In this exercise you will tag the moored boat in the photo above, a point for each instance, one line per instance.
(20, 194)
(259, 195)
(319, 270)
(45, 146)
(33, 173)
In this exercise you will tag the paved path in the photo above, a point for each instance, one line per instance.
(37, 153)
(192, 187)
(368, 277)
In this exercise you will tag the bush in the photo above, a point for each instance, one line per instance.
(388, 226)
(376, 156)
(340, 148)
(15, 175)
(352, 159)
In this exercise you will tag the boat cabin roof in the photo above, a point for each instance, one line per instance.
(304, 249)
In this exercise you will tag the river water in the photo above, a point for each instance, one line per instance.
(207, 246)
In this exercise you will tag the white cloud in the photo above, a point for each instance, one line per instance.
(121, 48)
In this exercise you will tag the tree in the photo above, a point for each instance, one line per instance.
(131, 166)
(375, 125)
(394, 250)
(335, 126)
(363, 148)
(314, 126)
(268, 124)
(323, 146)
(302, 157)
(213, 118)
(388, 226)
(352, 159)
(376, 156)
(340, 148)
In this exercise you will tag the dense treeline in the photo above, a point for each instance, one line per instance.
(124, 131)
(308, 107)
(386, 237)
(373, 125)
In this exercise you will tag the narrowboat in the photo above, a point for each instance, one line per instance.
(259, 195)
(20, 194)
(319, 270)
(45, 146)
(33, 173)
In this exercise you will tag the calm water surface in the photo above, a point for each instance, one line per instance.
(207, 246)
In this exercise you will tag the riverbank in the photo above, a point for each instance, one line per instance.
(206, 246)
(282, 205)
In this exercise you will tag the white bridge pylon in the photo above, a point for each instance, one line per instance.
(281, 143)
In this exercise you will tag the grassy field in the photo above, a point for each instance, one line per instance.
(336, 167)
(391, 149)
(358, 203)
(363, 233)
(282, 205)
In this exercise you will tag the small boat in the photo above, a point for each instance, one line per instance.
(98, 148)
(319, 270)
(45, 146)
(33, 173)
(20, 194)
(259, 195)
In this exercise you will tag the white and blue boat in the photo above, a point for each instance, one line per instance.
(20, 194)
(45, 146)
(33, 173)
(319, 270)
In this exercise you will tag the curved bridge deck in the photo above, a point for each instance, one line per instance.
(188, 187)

━━━━━━

Task
Each line from the one containing "In this exercise you will tag the curved" to the end of the listing above must be printed exactly, and no other line may appear.

Solution to this problem
In this exercise you will tag the curved bridge deck in the photo above, a point for each instance, one line per instance.
(188, 187)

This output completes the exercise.